### TEXTE À LIRE:
########################################

Les exemples de longévité y sont assez remarquable, et prouvent en faveur de l'excellent régime que l'on a adopté pour les hospices. A la fin de l'année dernière, il y avait à la Salpétrière cinq cent vingt-cinq femmes de soixante-quinze à quatre-vingt ans; trois cent quatorze de quatre-vingt à quatre-vint-cinq ans; soixante-huit de quatre-vingt-cinq à cent ans, et une de cent un ans.
La Salpétrière comporte cinq divisions, lesquelles se subdivisent par sections qui comprennent un certain nombre de dortoirs.
La première division où sont les reposantes contient un grand dortoir et quatre petits.
2° division, 1ère section: Octogénaires aveugles, grands infirmes, huit grands dortoirs et deux petits.
2° division, 2e section: Mêmes malades qu'à la 1re section; trois grands dortoirs et trois petits.
3° division, 1ere section:Septuagénaires, quatre grands dortoirs et trois petits.
3° division, 2e section: Septuagénaires, sexagénaires, quinquagénaires; huit grands dortoirs et plusieurs petites chambres pour celles à qui leur bonne conduite, le soin spécial de leur santé, ou des recommandations, font accorder cette faveur.

########################################

### EXTRAITS DE DONNÉES:

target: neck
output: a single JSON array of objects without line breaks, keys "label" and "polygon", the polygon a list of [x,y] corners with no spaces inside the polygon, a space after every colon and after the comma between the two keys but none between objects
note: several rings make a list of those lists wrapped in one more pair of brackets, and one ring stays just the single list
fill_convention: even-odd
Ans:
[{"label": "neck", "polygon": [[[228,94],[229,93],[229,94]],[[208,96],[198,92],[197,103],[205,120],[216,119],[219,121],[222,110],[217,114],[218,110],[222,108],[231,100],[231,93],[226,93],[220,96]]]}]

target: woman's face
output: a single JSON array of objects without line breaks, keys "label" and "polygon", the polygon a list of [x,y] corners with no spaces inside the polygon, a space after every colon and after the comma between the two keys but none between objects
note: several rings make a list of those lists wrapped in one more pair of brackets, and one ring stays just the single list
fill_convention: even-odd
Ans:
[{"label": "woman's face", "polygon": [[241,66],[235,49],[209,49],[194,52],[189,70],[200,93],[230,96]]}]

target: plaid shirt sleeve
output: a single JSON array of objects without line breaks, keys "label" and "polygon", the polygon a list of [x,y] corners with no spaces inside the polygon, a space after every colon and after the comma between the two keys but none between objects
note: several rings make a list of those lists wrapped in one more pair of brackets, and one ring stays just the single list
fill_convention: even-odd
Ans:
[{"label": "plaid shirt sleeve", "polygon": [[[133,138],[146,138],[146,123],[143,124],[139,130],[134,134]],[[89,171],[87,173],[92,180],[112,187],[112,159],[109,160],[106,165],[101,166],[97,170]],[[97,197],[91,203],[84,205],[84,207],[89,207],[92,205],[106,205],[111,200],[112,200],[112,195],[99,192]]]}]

########################################

Recopiez intégralement le texte sur la Salpétrière, sans rien y modifier.

Les exemples de longévité y sont assez remarquable, et prouvent en faveur de l'excellent régime que l'on a adopté pour les hospices. A la fin de l'année dernière, il y avait à la Salpétrière cinq cent vingt-cinq femmes de soixante-quinze à quatre-vingt ans; trois cent quatorze de quatre-vingt à quatre-vint-cinq ans; soixante-huit de quatre-vingt-cinq à cent ans, et une de cent un ans.
La Salpétrière comporte cinq divisions, lesquelles se subdivisent par sections qui comprennent un certain nombre de dortoirs.
La première division où sont les reposantes contient un grand dortoir et quatre petits.
2° division, 1ère section: Octogénaires aveugles, grands infirmes, huit grands dortoirs et deux petits.
2° division, 2e section: Mêmes malades qu'à la 1re section; trois grands dortoirs et trois petits.
3° division, 1ere section:Septuagénaires, quatre grands dortoirs et trois petits.
3° division, 2e section: Septuagénaires, sexagénaires, quinquagénaires; huit grands dortoirs et plusieurs petites chambres pour celles à qui leur bonne conduite, le soin spécial de leur santé, ou des recommandations, font accorder cette faveur.